Dataset excerpts on object pointing:
================================
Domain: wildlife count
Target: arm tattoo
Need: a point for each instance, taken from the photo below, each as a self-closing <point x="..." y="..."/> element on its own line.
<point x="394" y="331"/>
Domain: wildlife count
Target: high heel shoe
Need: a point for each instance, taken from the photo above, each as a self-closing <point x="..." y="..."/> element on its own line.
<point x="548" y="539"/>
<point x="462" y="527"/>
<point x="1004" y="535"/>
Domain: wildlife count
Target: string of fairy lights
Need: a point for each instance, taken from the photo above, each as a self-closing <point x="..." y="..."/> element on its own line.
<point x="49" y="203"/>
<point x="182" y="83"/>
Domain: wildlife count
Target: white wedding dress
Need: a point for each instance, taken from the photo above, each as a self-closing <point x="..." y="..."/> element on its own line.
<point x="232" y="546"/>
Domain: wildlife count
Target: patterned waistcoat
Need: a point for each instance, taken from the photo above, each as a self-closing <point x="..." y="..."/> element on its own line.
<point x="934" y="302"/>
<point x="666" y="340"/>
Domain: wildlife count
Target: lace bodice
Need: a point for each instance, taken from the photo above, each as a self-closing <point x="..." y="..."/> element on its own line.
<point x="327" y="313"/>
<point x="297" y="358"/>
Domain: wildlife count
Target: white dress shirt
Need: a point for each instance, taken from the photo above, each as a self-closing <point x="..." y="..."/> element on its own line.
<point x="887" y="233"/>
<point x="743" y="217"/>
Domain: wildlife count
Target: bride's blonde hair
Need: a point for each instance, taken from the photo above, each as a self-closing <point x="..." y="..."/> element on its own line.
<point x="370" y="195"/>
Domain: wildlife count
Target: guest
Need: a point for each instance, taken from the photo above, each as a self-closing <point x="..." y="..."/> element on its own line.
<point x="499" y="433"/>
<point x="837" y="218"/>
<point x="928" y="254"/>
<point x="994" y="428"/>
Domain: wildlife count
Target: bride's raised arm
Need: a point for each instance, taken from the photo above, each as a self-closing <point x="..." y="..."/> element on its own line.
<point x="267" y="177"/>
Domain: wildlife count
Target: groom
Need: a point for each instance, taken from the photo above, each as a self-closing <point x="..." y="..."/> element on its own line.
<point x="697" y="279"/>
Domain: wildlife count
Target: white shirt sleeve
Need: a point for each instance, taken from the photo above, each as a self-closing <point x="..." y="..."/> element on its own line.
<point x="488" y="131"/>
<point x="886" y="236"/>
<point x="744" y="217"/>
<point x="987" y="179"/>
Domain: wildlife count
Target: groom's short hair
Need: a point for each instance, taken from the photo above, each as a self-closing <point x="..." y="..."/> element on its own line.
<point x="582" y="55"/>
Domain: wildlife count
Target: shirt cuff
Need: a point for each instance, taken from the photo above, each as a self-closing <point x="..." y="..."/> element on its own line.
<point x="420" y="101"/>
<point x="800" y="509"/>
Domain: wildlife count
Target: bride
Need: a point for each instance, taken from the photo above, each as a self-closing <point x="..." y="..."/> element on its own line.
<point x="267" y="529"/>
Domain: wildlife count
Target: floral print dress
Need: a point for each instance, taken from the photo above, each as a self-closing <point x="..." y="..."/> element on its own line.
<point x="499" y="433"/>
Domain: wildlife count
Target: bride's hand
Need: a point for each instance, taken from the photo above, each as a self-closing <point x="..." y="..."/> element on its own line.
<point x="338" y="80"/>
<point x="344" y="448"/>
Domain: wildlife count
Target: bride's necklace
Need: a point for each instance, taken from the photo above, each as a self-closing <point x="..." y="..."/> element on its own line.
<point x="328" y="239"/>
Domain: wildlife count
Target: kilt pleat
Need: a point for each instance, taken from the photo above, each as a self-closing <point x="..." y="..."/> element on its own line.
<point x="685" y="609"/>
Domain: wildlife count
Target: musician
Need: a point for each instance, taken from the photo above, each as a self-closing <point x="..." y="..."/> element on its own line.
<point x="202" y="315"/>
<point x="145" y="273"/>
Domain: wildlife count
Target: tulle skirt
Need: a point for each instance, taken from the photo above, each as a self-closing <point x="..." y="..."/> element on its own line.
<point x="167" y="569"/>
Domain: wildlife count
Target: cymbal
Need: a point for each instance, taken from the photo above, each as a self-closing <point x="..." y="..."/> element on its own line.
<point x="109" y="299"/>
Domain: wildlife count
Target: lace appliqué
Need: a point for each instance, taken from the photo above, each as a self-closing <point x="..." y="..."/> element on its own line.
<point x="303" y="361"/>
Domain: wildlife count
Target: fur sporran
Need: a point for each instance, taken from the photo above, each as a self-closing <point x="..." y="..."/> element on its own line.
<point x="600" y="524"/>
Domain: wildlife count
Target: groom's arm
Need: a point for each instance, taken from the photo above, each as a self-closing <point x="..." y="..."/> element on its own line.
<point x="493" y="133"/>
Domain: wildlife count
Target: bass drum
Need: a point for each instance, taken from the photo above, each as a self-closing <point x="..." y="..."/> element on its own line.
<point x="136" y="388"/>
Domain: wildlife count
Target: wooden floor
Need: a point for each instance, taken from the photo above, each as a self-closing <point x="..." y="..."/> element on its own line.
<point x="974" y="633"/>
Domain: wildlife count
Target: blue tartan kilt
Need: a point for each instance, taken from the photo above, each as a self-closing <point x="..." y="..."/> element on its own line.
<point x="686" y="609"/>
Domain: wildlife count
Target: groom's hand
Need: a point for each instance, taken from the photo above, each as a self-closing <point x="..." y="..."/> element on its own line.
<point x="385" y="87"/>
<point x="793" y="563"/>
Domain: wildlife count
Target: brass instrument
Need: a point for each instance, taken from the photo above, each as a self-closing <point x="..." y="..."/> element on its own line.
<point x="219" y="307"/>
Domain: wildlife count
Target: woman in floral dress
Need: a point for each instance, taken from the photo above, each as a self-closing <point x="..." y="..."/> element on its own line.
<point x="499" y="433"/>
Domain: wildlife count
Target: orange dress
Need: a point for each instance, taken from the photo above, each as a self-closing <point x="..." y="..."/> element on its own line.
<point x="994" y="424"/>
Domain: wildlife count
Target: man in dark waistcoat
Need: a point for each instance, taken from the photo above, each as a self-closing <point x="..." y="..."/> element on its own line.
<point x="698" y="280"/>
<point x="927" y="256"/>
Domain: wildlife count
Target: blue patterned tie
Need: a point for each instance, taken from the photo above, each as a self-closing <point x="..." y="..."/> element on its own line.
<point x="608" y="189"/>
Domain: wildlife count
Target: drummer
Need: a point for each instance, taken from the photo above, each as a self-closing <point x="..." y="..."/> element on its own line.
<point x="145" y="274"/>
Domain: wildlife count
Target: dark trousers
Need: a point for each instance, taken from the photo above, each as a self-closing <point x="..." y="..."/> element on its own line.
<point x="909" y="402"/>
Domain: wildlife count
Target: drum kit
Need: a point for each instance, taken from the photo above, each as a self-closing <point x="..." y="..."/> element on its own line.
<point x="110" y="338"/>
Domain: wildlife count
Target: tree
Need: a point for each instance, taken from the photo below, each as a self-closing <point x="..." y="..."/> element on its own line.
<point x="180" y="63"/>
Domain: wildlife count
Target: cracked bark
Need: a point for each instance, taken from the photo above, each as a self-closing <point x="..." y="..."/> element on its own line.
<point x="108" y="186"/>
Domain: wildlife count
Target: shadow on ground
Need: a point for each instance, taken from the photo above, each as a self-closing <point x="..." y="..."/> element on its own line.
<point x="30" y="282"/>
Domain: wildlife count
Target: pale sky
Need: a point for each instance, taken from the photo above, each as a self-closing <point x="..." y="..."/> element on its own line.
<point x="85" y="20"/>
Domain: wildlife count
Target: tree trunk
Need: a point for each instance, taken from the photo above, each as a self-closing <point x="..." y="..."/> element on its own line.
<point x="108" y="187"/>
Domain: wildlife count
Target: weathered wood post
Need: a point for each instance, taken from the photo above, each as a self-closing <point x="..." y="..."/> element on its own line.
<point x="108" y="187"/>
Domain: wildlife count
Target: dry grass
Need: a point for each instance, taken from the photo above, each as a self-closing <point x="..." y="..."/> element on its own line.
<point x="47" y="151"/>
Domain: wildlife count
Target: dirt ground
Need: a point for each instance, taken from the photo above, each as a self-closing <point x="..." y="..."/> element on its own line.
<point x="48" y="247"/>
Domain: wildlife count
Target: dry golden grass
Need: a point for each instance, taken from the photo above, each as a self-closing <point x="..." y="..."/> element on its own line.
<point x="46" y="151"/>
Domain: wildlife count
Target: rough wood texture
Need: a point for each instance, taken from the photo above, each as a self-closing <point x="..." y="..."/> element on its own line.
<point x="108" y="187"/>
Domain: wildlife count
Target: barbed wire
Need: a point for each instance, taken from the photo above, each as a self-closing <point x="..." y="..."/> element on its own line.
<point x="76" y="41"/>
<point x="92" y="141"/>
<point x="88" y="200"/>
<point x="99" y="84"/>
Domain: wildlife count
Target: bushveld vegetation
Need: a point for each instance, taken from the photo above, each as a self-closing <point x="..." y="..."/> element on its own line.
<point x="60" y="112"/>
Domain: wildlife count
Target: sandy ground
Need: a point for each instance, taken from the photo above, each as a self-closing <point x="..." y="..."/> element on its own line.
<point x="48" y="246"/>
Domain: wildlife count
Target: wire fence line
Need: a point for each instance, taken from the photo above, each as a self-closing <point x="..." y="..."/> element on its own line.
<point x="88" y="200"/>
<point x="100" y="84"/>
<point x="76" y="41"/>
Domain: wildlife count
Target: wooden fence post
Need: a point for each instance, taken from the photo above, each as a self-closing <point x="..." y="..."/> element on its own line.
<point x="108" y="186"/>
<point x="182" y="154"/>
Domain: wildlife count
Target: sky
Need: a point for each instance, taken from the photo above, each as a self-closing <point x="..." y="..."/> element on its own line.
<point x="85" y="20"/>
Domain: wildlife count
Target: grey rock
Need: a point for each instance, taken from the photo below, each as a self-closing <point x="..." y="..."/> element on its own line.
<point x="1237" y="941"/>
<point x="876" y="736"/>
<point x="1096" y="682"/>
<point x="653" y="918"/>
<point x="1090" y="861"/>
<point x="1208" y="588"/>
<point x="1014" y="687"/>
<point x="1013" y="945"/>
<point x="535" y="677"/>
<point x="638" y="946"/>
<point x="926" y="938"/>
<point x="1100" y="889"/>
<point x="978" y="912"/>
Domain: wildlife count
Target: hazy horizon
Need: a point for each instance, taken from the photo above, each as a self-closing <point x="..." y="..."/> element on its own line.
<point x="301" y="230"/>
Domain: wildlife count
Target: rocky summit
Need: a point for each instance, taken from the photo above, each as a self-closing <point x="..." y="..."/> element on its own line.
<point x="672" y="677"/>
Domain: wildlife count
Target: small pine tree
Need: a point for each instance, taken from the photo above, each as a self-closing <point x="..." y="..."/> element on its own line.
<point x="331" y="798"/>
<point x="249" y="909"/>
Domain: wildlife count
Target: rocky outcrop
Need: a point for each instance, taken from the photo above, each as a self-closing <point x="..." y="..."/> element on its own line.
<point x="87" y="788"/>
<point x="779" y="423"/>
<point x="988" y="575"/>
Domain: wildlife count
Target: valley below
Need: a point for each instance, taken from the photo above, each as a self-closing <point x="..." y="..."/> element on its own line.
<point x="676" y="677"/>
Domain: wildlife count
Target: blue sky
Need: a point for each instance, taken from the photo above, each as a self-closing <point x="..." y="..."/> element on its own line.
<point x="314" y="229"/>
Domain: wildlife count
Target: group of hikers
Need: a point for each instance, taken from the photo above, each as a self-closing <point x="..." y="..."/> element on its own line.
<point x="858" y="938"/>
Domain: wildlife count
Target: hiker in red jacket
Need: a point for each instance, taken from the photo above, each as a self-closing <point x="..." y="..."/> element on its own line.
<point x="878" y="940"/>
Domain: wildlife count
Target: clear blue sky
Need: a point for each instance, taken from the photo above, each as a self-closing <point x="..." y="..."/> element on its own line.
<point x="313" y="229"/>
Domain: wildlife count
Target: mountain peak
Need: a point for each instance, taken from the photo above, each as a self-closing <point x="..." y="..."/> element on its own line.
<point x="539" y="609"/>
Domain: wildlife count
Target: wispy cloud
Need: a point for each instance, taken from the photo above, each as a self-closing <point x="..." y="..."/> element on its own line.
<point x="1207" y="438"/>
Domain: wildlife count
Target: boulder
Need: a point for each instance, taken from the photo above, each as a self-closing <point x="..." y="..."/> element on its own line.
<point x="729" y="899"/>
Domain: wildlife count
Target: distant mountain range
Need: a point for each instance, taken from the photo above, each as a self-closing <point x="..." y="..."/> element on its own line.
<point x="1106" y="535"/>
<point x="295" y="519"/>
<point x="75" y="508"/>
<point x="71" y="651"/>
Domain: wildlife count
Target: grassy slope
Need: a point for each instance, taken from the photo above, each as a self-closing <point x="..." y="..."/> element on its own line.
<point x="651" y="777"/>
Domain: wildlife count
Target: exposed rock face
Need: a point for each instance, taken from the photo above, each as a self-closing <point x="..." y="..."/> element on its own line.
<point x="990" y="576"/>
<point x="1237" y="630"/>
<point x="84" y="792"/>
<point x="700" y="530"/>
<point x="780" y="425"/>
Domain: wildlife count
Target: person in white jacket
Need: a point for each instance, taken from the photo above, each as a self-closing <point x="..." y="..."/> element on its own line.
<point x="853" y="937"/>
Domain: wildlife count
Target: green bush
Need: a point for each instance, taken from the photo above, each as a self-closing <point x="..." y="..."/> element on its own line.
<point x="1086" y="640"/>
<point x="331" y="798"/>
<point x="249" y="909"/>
================================
Stated task: How many lines of the records above contain the word "hair"? Give only the number.

Answer below: 2